DIRECTIVE A:
Gather every line of the entries that contains the word "Target", matching case exactly.

EXTRACT TO READ:
_____
# Barefoot trimmer - Lanarkshire



## WindyStacks (29 May 2014)

hi

Does anyone know of a barefoot trimmer who covers this area? Any recommendations?

I just gave Deana a call but she won't come out this way (Cumbernauld).


----------



## TPO (31 May 2014)

Sense of direction isn't my strong point but try Tamsin Coombs. She's fantastic with mine, friends now use her and she'll cover pretty much most of scotland. Tell her Jill sent you!


----------



## Brightbay (1 June 2014)

WindyStacks said:



			hi

Does anyone know of a barefoot trimmer who covers this area? Any recommendations?

I just gave Deana a call but she won't come out this way (Cumbernauld).
		
Click to expand...

Central and West Scotland is poorly served.  I used Deane back when she was bonkers enough to do a 100 mile round trip to trim   I'm now DIY with advice and occasional visits from Nick Hill of CloverRose Equine.  He travels all over.


----------



## TPO (1 June 2014)

Tamsin covers Central definitely and does a far bit in the west (including the islands) if that helps at all?


----------



## WindyStacks (2 June 2014)

Thank you for all your suggestions, I actually managed to get in touch with Jane from barefootworks (I thought they only did Aberdeenshire/Highlands) and she's going to come over to start the process. Apparently it's not really the right time of year to be starting given the rich spring grass. If we can keep the movement going (ie, more of us!) hopefully it'll encourage more visits to this area.

I've done my own before (interim trims), but I'm really not happy with starting from scratch along the rehab road. So for the time being I've got to keep his shoes on. :/

Also VERY unhappy to learn yesterday (I've been overseas for years) about the working hunter rule... what's being done to fight this daftness?


----------



## Exploding Chestnuts (2 June 2014)

I suggest you start on the diet straight away and use the Rockley Farm website to learn lots of stuff.
To be honest, I would be prepared to stable and feed hay for a few hours to make it work, after all it will be a seasonal problem anyway if you have to feed hi sugar lo fibre grass.
At some stage the shoes have to come off, I would just give it a try as long as your farrier is reasonably supportive. The feet should already be balanced if he has been shod properly.
_____
DATA LINES:
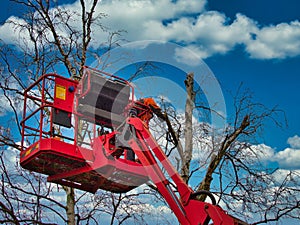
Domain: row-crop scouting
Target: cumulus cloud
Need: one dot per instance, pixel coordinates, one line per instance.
(288, 158)
(294, 141)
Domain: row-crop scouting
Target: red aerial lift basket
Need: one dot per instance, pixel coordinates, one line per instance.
(64, 123)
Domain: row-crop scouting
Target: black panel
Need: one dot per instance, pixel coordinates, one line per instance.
(61, 117)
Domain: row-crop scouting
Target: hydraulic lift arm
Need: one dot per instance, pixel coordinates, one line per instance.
(187, 209)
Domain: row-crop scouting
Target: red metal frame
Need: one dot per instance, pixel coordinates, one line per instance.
(104, 166)
(188, 210)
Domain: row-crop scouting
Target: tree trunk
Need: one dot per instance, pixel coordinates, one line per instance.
_____
DIRECTIVE B:
In the forum thread about barefoot trimmers, what place does WindyStacks name as the area Deana won't come out to?

FINAL ANSWER A:
Target: cumulus cloud
Target: red aerial lift basket
Target: black panel
Target: hydraulic lift arm
Target: red metal frame
Target: tree trunk

FINAL ANSWER B:
Cumbernauld.